Juliette Cramer rêve. D’écriture. Au Petit Palais, sur sa chaise de gardienne, elle revient sans cesse sur sa « phrase ». C’est sans doute ce à quoi le lecteur est confronté, dans Le Musée national : la phrase. Parfois trop « écrite », maniérée. Parfois cédant à la facilité de l’homophonie pour dénoncer la frivolité (« Être une belle femme n’aurait rien à voir avec le cosmos étique de la cométique ») pour, plus loin, dans un sursaut, se regarder écrire comme Céline et en rire (« Mais voilà que sans y penser j’écris presque comme Céline… avec pics d’exclamation et les fameux trois points… »). La troisième partie du roman – qui ne compte que quatre pages et demie – nous annonce la métamorphose de Juliette : elle sera écrivain. Mais pas forcément romancière… l’écriture peut prendre d’autres voies.
Cette Juliette Cramer, au fond, n’est pas attachante. Elle est la narratrice, à la première personne impliquée, d’un monde qu’elle dénigre systématiquement. Son amant Arthur et son collègue indien avec qui elle joue aux échecs sont les seuls, où presque, à sortir indemnes d’un jeu de massacre caustique où périssent à peu près tous les autres personnages. On lit le roman avec plaisir, mais ce n’est pas le roman lui-même que l’on retient. La dernière page tournée, on repense aux enchaînements, aux glissements, aux correspondances mises à nu : comment Aragon dans son Courbet, cite Baudelaire ; à quel point Carpeaux, Watteau et Rodin peuvent être étudiés en parallèle ; pourquoi Cézanne, Matisse, Picasso et Nietzsche sont allés peindre ou écrire sous le ciel le plus bleu qui soit.

### Données d'entrée
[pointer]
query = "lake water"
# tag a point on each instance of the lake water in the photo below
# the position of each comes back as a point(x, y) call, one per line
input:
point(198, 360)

### Travail attendu
Citez le texte fourni dans son intégralité, mot pour mot.

### Résultat ci-dessous
Juliette Cramer rêve. D’écriture. Au Petit Palais, sur sa chaise de gardienne, elle revient sans cesse sur sa « phrase ». C’est sans doute ce à quoi le lecteur est confronté, dans Le Musée national : la phrase. Parfois trop « écrite », maniérée. Parfois cédant à la facilité de l’homophonie pour dénoncer la frivolité (« Être une belle femme n’aurait rien à voir avec le cosmos étique de la cométique ») pour, plus loin, dans un sursaut, se regarder écrire comme Céline et en rire (« Mais voilà que sans y penser j’écris presque comme Céline… avec pics d’exclamation et les fameux trois points… »). La troisième partie du roman – qui ne compte que quatre pages et demie – nous annonce la métamorphose de Juliette : elle sera écrivain. Mais pas forcément romancière… l’écriture peut prendre d’autres voies.
Cette Juliette Cramer, au fond, n’est pas attachante. Elle est la narratrice, à la première personne impliquée, d’un monde qu’elle dénigre systématiquement. Son amant Arthur et son collègue indien avec qui elle joue aux échecs sont les seuls, où presque, à sortir indemnes d’un jeu de massacre caustique où périssent à peu près tous les autres personnages. On lit le roman avec plaisir, mais ce n’est pas le roman lui-même que l’on retient. La dernière page tournée, on repense aux enchaînements, aux glissements, aux correspondances mises à nu : comment Aragon dans son Courbet, cite Baudelaire ; à quel point Carpeaux, Watteau et Rodin peuvent être étudiés en parallèle ; pourquoi Cézanne, Matisse, Picasso et Nietzsche sont allés peindre ou écrire sous le ciel le plus bleu qui soit.